# THE EXERCISE:
Pick out every line of the records below that contains the word "mountain", and copy each one. Case counts.

(Raw records)

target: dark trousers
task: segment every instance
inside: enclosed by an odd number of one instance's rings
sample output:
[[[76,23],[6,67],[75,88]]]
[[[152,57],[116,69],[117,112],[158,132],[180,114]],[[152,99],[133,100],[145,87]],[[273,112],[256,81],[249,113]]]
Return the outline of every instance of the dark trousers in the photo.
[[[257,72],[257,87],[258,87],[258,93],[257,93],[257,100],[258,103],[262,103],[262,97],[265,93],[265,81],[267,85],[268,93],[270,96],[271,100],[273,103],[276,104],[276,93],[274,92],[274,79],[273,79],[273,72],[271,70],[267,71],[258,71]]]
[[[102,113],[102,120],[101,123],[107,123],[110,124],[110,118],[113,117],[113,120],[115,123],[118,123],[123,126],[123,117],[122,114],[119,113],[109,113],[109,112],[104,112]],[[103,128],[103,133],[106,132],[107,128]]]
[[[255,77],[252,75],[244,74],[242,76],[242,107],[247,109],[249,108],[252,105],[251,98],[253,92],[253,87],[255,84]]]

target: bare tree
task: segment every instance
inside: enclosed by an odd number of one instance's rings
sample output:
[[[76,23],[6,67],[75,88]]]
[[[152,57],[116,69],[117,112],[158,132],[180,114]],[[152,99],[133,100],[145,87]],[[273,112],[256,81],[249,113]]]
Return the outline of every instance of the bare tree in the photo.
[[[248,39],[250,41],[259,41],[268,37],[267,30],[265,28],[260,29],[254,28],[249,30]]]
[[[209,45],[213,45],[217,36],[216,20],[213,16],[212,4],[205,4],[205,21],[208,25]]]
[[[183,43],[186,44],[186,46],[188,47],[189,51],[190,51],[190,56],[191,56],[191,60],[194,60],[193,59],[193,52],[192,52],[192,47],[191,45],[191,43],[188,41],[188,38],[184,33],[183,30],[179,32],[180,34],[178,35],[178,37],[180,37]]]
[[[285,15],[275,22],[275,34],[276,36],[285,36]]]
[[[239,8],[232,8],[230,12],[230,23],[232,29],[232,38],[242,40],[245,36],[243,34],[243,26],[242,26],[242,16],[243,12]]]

--

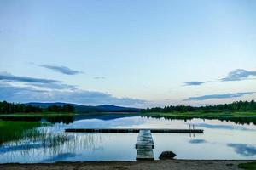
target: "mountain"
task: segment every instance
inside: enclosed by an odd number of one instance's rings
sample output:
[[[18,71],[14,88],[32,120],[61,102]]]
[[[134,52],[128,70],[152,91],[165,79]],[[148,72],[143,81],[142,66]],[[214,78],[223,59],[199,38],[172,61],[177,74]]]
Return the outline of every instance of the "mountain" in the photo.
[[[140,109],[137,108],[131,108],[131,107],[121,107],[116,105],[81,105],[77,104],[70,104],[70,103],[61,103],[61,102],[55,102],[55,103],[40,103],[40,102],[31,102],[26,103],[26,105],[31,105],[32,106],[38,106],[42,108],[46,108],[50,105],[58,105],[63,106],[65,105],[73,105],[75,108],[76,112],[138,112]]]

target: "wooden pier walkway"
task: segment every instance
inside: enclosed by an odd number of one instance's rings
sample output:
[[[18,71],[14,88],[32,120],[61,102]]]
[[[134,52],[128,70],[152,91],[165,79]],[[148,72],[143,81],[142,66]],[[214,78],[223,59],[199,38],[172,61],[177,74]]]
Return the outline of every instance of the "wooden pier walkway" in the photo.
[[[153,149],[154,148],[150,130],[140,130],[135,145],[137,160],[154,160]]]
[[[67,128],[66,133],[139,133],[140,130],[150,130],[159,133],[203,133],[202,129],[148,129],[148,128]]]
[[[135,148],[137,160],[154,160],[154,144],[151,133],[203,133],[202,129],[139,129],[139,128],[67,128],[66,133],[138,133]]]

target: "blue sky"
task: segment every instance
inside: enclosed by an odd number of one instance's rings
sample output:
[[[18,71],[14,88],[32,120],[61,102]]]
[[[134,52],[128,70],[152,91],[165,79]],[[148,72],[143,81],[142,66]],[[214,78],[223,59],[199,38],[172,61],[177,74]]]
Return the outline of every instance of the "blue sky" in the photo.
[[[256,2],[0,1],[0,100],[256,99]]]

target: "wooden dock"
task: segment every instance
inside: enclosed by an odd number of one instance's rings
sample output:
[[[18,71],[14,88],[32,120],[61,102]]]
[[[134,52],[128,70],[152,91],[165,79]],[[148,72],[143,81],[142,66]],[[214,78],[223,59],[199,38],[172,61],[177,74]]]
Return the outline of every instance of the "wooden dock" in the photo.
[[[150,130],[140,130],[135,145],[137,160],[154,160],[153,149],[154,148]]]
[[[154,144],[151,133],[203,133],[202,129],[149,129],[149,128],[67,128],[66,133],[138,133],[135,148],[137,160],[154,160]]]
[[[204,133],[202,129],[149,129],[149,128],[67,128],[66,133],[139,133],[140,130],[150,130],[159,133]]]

==

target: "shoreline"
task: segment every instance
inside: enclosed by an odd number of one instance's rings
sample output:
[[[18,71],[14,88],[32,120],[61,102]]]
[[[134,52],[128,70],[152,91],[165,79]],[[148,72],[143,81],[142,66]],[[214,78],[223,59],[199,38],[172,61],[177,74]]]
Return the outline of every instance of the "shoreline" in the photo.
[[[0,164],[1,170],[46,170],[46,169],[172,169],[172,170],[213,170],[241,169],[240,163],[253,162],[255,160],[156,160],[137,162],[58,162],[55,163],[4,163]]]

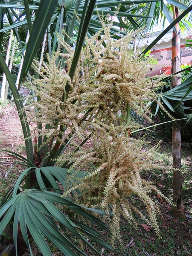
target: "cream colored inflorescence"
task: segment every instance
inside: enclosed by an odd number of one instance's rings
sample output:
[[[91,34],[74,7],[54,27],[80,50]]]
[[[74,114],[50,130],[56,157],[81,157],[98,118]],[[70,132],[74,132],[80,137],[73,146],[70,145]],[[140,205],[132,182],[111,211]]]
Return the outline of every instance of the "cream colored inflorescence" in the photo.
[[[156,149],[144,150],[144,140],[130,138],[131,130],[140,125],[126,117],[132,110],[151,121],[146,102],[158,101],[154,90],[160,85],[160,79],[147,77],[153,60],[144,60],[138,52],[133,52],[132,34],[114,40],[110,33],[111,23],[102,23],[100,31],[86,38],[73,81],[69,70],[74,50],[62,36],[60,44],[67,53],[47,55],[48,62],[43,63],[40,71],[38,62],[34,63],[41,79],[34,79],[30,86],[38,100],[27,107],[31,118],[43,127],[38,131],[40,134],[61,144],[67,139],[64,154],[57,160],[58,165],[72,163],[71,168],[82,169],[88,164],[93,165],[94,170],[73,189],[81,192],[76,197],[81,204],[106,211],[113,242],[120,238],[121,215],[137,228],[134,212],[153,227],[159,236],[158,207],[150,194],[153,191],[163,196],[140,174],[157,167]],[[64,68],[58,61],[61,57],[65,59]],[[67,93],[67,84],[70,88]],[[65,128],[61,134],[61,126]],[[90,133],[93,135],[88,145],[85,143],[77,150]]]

# EXERCISE RESULT:
target: "mountain"
Return the outline of every instance of the "mountain" in the photo.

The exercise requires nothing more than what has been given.